> **TASK TO CARRY OUT**: Pull every line from the records that has the word "triangular" in it.

> **DATA FOR ANALYSIS**:
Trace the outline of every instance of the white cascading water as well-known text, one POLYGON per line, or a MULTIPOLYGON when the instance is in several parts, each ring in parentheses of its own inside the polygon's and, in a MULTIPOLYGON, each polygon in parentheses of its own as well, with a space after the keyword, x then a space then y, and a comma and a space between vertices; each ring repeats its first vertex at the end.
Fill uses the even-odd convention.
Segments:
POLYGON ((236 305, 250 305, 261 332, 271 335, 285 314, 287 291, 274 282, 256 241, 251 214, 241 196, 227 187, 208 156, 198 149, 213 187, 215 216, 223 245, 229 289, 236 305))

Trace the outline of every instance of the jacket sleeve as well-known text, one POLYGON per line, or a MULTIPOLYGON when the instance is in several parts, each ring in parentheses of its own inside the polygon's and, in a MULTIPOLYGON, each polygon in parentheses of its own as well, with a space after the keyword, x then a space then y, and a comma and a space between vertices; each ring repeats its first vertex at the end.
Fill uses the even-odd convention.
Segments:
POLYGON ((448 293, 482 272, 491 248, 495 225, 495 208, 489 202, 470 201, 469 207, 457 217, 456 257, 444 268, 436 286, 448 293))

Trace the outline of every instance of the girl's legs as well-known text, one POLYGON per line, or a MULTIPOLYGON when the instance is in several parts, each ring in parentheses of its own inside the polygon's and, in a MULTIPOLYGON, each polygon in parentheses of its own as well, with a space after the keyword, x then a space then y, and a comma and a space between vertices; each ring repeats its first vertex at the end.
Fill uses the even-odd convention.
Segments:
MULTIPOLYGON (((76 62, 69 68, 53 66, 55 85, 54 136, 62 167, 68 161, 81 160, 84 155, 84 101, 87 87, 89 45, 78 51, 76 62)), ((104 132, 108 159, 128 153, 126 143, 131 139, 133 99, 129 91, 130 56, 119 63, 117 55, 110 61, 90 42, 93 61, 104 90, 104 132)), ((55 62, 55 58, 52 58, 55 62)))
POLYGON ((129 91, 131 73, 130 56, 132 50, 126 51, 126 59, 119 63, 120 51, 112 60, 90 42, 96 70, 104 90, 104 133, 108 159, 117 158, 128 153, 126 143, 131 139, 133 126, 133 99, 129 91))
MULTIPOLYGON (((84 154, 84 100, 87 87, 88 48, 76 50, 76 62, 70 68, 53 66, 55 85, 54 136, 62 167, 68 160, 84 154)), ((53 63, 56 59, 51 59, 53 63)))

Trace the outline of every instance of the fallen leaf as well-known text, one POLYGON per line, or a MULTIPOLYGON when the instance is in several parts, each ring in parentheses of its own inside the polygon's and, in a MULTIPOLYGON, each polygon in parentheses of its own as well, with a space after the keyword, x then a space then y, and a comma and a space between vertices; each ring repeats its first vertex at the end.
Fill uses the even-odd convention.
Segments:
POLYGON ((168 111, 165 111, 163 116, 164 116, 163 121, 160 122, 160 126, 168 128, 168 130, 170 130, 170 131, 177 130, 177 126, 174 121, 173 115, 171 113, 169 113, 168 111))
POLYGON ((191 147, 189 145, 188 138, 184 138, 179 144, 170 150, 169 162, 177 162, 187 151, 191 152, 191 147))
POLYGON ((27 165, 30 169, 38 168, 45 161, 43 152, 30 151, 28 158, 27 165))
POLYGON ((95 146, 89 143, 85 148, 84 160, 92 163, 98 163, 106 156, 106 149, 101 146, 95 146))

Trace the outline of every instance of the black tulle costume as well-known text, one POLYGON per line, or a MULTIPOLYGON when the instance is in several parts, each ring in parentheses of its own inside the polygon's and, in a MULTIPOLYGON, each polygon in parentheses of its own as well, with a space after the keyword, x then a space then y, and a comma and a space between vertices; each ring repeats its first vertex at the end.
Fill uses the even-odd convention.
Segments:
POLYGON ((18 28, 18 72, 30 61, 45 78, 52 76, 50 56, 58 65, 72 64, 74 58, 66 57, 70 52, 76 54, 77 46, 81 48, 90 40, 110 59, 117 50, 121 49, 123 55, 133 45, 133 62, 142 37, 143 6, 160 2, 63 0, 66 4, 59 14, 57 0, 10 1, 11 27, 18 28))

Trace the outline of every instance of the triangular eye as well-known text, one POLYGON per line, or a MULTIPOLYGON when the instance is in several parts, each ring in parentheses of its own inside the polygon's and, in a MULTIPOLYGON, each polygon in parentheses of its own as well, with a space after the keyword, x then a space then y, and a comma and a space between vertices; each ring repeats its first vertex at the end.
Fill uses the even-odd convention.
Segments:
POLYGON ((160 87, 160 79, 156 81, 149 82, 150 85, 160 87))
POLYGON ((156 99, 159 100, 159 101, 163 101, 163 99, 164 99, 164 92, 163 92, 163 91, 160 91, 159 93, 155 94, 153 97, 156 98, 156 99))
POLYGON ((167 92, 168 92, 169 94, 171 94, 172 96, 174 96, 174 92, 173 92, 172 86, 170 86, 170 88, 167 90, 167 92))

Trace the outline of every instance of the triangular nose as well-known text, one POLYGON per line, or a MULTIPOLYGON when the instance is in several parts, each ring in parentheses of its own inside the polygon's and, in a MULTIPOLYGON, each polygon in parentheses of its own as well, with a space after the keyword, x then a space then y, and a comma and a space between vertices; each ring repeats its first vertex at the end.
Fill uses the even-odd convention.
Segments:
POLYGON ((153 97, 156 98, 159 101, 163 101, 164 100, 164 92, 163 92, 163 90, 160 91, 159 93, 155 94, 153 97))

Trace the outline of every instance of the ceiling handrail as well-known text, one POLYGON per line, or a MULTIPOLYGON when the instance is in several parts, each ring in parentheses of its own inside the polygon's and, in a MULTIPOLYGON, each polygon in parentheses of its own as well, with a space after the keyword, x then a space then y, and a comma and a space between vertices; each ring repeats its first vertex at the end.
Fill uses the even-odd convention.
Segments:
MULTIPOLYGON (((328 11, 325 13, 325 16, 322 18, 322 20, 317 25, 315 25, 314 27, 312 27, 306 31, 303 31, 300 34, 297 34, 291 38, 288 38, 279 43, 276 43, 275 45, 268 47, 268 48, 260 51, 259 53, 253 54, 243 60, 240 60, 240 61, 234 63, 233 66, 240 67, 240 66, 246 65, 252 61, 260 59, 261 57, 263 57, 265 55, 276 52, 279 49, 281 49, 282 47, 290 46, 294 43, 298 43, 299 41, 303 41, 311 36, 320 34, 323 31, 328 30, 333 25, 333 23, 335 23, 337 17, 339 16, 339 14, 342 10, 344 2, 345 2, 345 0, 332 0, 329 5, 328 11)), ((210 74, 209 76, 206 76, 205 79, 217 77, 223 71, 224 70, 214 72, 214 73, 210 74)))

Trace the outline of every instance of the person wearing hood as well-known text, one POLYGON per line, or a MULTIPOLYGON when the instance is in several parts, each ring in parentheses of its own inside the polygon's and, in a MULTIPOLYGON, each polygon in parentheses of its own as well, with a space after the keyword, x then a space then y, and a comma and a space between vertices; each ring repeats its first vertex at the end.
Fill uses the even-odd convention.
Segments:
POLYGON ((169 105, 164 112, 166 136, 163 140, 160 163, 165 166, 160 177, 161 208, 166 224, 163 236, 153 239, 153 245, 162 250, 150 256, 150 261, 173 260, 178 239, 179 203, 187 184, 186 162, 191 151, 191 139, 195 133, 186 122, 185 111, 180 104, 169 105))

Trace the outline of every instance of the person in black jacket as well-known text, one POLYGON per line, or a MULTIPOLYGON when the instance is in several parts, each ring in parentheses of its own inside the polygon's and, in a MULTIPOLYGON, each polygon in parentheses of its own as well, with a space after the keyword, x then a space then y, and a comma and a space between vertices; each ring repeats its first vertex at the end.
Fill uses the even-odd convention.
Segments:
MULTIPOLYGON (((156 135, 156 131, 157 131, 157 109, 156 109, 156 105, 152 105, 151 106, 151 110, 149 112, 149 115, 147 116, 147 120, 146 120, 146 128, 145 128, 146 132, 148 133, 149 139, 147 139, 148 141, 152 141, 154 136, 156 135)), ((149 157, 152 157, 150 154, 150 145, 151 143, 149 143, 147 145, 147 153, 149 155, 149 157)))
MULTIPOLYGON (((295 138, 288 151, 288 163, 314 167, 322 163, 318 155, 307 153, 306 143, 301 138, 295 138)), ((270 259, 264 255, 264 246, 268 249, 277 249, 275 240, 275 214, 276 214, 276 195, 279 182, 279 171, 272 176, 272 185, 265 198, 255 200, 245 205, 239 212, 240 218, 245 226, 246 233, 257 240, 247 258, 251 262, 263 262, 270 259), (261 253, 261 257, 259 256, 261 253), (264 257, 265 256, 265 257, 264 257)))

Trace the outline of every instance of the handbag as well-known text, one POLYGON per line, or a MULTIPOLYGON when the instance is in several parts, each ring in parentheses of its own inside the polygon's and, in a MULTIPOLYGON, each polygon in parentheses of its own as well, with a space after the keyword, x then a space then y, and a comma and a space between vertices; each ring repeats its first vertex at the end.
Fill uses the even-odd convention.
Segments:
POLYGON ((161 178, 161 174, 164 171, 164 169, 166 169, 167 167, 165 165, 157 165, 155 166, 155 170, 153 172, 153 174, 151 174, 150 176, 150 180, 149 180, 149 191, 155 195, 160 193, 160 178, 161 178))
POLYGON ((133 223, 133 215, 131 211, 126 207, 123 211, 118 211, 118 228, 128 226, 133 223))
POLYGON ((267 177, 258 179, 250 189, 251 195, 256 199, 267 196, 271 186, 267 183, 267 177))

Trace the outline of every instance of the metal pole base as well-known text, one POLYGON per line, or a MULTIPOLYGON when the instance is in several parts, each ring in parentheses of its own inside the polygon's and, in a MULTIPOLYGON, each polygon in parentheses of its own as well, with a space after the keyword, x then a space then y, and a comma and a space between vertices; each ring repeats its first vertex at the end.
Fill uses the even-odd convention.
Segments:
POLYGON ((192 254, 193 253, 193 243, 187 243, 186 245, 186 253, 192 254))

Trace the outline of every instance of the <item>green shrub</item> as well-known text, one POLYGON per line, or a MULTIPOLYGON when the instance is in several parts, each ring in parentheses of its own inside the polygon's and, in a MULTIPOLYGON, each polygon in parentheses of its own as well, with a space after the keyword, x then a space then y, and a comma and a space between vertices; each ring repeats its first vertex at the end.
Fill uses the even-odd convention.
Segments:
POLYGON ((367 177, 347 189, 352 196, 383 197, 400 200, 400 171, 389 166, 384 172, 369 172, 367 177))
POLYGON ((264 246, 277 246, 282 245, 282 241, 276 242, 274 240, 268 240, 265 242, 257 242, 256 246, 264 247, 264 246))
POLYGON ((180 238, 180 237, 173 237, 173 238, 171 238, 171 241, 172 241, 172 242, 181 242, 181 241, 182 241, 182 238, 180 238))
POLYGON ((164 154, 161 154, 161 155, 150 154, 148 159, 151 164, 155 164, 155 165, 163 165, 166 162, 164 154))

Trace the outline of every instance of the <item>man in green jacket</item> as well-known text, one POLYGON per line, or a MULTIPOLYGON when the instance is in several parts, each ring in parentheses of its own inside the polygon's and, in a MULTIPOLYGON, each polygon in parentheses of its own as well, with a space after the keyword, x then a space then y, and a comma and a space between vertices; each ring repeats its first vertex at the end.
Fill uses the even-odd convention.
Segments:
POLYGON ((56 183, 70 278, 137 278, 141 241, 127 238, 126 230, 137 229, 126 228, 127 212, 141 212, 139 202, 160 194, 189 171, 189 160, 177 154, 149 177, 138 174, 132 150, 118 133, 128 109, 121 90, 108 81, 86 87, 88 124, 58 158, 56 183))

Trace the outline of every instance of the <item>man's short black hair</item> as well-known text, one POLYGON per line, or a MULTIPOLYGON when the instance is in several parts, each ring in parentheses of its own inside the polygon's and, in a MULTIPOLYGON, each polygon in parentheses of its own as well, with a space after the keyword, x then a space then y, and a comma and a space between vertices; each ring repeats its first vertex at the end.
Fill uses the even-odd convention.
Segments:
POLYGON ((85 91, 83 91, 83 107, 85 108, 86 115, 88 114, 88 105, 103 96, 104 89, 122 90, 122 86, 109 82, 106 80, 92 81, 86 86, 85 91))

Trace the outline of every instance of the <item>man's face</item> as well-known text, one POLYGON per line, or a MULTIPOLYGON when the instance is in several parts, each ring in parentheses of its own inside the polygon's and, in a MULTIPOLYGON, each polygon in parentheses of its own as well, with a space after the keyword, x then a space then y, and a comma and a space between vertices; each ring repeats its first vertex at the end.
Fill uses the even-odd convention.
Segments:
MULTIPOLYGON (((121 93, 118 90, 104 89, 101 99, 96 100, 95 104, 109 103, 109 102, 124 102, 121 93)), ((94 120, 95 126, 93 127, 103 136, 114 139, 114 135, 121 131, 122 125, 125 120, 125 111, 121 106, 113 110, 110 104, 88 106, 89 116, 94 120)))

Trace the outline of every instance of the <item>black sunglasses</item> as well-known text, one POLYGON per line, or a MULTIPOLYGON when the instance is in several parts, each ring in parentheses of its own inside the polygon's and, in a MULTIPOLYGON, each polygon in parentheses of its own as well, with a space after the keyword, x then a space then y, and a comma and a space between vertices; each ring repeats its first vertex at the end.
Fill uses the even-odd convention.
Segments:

> **RESPONSE TO THE TASK**:
Trace the outline of every instance of the triangular eye as well-known text, one POLYGON per line, or a MULTIPOLYGON when the instance is in several parts, each ring in parentheses of its own inside the polygon's and, in a MULTIPOLYGON, each polygon in parentheses of its own as well, with a space after the keyword, x then a space then y, and a comma and a space between vertices; each ring repeats its first vertex at the end.
Trace the outline of every instance of the triangular nose as well-known text, one POLYGON per line, or a MULTIPOLYGON when the instance is in several parts, each ring in parentheses of its own inside the polygon's and, in a MULTIPOLYGON, each polygon in parentheses of its own as well, with a space after the keyword, x then a space then y, and a comma and a space between vertices; each ring repeats its first vertex at the end.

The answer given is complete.